(Provided text)
Webpage AI Token Counter Tool
Count the tokens it would take for different AI models to consume the content on your webpage. Understanding how AI LLMs consume and repurpose web content could be the future to AEO (agentic engine optimisation) and growth in LLM answers.
Why Token Counting Matters for SEO & AEO
Agentic Engine Optimisation is about formatting your website content to efficiently deliver it to AI agents, who "consume" your content, provided they aren't blocked in your robots.txt file and their IP addresses aren't also blocked.
Context Window Efficiency
AI models have a limited "context window", up to 30,000 tokens according to some sources. If your page is bloated with unnecessary boilerplate content hidden behind interactive elements or relies heavily on JavaScript to render content, the model might truncate your most important content, lose focus on your key messages or miss the unique value proposition of your page.
Crawl Budget & Cost
AI agents (like Perplexity or GPT-Search) incur costs based on tokens. Pages that are tokenised and optimised are faster to parse and more likely to be fully utilised in an AI's synthesised answer.

(Excerpted records)
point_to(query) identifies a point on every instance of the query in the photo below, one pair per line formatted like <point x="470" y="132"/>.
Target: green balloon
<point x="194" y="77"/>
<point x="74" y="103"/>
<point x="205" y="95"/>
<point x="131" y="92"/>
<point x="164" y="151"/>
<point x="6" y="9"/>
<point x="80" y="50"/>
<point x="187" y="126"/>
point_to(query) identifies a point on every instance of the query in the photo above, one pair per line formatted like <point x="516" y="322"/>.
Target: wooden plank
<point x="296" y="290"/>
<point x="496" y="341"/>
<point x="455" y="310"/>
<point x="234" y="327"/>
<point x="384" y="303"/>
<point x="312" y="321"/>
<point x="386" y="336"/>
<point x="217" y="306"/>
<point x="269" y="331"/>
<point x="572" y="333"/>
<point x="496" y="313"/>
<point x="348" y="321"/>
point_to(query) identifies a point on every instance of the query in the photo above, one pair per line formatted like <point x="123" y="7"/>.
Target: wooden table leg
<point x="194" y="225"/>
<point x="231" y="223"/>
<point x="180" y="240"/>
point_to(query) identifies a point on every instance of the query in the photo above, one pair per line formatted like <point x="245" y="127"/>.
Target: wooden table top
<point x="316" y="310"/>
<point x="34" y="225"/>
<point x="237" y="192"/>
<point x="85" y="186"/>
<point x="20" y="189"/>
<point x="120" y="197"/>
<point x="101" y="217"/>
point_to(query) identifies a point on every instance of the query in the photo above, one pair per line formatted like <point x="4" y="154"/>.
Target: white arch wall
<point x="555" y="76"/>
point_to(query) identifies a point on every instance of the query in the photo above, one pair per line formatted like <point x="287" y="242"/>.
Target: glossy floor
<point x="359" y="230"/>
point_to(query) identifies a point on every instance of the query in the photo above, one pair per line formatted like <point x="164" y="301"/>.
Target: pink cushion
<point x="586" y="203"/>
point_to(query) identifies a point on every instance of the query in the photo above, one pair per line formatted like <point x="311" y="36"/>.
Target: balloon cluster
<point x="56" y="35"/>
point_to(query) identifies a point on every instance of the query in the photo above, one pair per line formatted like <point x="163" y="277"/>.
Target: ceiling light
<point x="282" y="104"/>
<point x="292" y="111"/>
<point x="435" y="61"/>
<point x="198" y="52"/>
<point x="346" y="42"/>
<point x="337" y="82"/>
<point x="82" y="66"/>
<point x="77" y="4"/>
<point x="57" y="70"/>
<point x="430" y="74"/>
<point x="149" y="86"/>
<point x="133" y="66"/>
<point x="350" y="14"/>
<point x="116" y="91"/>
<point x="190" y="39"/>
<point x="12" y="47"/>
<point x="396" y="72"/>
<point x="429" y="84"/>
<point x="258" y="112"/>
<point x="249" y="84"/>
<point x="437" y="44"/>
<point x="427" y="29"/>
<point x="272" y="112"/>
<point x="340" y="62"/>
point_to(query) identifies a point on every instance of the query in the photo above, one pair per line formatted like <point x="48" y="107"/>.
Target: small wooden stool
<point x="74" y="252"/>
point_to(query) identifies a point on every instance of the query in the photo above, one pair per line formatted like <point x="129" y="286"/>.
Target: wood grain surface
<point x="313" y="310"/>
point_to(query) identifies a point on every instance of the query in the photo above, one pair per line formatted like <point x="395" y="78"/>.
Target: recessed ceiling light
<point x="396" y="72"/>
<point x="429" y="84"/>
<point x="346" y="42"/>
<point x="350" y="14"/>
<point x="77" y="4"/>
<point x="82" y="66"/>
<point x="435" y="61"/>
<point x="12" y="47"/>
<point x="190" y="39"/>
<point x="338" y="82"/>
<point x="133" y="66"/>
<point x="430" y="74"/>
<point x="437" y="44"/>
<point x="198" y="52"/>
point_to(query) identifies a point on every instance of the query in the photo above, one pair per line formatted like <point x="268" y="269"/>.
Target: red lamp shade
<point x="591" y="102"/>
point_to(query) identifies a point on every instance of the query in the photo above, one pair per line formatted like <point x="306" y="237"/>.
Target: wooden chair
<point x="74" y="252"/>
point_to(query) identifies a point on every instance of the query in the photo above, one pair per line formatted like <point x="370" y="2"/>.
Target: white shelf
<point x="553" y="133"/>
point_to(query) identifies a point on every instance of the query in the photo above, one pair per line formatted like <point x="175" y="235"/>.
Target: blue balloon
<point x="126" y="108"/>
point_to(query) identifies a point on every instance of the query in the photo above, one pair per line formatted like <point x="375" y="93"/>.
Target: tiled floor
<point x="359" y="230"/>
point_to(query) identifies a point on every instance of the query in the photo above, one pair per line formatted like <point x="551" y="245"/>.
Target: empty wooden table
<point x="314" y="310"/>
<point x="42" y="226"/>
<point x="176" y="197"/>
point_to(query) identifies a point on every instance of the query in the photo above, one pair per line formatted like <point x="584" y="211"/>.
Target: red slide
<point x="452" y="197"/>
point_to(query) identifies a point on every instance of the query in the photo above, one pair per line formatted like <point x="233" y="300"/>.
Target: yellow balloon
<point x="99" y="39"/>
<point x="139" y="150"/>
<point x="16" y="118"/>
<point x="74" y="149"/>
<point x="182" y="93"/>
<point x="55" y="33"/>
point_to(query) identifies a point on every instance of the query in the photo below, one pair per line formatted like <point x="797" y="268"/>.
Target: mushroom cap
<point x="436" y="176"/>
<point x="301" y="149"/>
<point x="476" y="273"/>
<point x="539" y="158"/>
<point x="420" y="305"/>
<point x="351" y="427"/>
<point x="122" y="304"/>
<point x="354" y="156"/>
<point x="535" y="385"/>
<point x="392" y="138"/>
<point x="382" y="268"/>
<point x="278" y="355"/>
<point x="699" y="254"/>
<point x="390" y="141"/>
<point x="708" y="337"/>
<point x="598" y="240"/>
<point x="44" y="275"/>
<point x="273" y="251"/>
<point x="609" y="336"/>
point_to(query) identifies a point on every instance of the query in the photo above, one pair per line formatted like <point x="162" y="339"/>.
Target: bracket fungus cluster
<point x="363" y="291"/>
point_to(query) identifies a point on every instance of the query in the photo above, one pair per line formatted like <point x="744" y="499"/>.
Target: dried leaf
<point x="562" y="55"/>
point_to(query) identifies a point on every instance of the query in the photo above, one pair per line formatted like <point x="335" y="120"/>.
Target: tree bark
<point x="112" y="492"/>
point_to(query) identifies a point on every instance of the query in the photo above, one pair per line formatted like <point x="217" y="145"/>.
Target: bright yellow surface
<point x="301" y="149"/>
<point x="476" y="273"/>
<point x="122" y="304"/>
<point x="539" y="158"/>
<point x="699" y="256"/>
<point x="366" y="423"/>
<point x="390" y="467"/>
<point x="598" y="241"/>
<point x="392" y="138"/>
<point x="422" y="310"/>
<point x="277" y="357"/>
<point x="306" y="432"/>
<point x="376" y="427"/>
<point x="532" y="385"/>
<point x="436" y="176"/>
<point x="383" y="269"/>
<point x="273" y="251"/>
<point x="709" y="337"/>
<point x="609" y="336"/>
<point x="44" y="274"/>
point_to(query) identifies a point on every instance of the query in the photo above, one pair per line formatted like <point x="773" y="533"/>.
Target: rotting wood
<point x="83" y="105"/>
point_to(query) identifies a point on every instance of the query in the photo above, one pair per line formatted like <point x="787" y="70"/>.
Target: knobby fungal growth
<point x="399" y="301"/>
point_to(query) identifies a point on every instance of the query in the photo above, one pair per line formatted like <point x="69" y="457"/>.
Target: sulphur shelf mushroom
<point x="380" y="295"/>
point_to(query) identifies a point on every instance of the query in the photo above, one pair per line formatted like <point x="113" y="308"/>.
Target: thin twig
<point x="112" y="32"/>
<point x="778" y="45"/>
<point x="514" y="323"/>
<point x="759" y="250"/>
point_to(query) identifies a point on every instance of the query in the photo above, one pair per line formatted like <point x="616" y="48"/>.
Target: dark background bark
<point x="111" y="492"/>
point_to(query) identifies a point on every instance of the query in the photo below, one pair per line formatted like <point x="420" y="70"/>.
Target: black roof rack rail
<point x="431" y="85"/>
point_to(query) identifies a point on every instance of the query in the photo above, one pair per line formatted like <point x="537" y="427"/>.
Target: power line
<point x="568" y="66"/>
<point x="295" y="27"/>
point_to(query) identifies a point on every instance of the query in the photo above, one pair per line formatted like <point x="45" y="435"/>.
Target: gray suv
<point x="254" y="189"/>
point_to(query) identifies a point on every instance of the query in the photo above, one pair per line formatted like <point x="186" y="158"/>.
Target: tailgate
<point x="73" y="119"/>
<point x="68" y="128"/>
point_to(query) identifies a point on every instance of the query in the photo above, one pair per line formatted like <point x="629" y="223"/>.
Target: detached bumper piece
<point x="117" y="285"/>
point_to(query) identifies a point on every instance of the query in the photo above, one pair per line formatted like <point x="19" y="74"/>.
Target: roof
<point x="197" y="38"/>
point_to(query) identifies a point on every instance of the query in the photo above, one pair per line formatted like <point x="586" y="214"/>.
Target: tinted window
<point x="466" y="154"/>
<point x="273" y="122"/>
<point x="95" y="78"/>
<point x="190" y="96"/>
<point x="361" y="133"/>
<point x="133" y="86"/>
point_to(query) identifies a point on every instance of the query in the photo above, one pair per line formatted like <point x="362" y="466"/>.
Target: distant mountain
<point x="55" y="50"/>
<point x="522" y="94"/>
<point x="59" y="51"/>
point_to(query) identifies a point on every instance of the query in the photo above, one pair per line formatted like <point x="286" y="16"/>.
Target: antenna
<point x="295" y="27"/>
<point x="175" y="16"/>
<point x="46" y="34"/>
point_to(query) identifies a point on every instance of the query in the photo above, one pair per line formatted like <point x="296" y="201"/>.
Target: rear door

(Work required)
Transcribe the stretch of the token counter page from "Context Window Efficiency" through "AI's synthesised answer.".

(Exercise response)
Context Window Efficiency
AI models have a limited "context window", up to 30,000 tokens according to some sources. If your page is bloated with unnecessary boilerplate content hidden behind interactive elements or relies heavily on JavaScript to render content, the model might truncate your most important content, lose focus on your key messages or miss the unique value proposition of your page.
Crawl Budget & Cost
AI agents (like Perplexity or GPT-Search) incur costs based on tokens. Pages that are tokenised and optimised are faster to parse and more likely to be fully utilised in an AI's synthesised answer.